Lines before the one containing "Where can you spot the person's" are left out; return that line and all lines after it, exactly, through the end of the records below.

■ ■ ■ ■

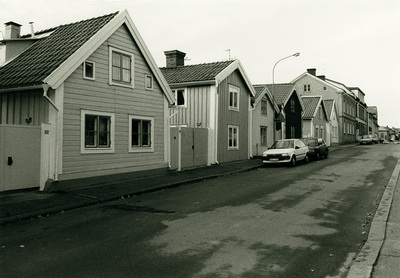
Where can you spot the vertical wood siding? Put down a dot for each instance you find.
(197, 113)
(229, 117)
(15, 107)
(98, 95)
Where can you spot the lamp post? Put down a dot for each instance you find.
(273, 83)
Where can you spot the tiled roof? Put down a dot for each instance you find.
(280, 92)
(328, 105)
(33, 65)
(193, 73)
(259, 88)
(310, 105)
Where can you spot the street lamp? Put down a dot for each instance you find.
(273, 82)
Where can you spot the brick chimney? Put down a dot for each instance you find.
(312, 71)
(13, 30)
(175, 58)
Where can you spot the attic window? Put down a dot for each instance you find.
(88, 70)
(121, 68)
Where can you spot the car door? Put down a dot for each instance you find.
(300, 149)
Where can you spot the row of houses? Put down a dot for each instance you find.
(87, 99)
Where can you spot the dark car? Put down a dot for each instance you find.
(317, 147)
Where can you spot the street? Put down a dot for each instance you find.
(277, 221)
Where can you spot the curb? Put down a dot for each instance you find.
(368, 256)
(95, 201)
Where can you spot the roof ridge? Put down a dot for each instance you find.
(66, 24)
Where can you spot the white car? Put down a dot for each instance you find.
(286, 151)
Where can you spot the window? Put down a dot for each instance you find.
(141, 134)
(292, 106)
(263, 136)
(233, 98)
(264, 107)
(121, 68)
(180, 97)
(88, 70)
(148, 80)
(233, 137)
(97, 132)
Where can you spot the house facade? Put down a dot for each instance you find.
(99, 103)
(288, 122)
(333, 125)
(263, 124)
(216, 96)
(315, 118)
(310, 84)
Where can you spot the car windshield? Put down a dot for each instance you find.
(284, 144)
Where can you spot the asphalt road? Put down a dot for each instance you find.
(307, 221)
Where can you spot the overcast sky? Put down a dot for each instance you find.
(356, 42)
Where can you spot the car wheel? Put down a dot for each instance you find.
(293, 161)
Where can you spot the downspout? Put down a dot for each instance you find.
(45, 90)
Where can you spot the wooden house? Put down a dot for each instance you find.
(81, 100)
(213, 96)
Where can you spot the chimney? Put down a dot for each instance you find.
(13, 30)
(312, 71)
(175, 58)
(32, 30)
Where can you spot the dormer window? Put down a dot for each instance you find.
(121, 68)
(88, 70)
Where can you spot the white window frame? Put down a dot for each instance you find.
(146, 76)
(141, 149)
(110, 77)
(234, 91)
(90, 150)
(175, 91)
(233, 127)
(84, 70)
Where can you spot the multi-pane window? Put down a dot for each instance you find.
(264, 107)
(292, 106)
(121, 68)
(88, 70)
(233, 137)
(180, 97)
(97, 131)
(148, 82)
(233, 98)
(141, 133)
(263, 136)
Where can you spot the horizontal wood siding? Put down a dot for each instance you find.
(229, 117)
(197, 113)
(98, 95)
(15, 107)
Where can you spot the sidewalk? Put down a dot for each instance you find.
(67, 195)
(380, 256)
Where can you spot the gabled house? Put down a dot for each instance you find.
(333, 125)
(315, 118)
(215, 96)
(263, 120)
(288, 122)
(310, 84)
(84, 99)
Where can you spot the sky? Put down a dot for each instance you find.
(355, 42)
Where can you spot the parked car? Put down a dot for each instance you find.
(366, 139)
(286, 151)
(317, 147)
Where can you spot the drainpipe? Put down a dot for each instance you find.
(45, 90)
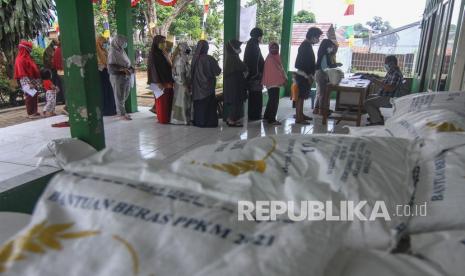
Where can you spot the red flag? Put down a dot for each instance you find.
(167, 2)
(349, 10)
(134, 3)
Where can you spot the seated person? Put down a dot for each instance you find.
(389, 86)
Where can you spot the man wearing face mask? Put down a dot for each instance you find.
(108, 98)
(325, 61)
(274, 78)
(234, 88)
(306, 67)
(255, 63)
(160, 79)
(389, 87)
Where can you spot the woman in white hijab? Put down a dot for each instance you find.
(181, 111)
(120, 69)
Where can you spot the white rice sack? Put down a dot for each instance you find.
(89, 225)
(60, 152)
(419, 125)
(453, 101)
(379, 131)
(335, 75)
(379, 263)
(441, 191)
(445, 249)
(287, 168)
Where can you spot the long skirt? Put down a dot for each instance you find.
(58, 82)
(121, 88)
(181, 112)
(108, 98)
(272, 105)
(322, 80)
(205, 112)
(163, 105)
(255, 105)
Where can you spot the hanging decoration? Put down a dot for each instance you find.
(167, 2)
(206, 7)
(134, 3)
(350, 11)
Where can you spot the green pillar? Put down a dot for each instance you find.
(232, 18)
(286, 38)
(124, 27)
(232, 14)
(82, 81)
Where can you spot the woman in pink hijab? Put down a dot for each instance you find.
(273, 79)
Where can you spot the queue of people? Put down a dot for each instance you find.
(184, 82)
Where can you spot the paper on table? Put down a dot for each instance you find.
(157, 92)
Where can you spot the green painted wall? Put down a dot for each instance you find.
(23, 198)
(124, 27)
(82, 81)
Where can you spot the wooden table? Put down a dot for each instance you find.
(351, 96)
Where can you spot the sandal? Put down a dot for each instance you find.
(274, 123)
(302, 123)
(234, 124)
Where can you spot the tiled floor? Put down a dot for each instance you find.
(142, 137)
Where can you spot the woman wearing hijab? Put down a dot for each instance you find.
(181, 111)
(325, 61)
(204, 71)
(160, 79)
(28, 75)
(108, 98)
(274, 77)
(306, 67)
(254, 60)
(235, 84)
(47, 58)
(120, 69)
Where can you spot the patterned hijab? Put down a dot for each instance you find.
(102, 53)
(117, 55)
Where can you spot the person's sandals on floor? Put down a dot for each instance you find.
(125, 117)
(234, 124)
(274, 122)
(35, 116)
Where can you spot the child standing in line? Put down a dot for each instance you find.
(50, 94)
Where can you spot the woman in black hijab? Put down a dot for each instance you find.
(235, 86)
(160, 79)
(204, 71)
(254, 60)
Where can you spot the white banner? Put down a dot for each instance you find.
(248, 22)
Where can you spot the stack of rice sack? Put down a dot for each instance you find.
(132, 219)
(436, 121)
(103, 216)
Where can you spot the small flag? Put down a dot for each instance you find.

■ ■ ■ ■

_Solution to the problem_
Where can you spot the person's sandals on floor? Put down a dot for each instance you find.
(125, 117)
(234, 124)
(274, 122)
(35, 116)
Where can you spot the child standing in line? Put down a dot for each instance you find.
(50, 94)
Where can you spot the woman in black hijab? Put down a dot for each instance you find.
(235, 86)
(160, 79)
(204, 71)
(254, 60)
Where can you spot the white banner? Put down a dot for each instance you find.
(248, 22)
Where can you spot the stack of rice sack? Put down a dot for each instance you find.
(132, 219)
(436, 121)
(103, 216)
Where can you spot the small flag? Put down a dot for each instance you find.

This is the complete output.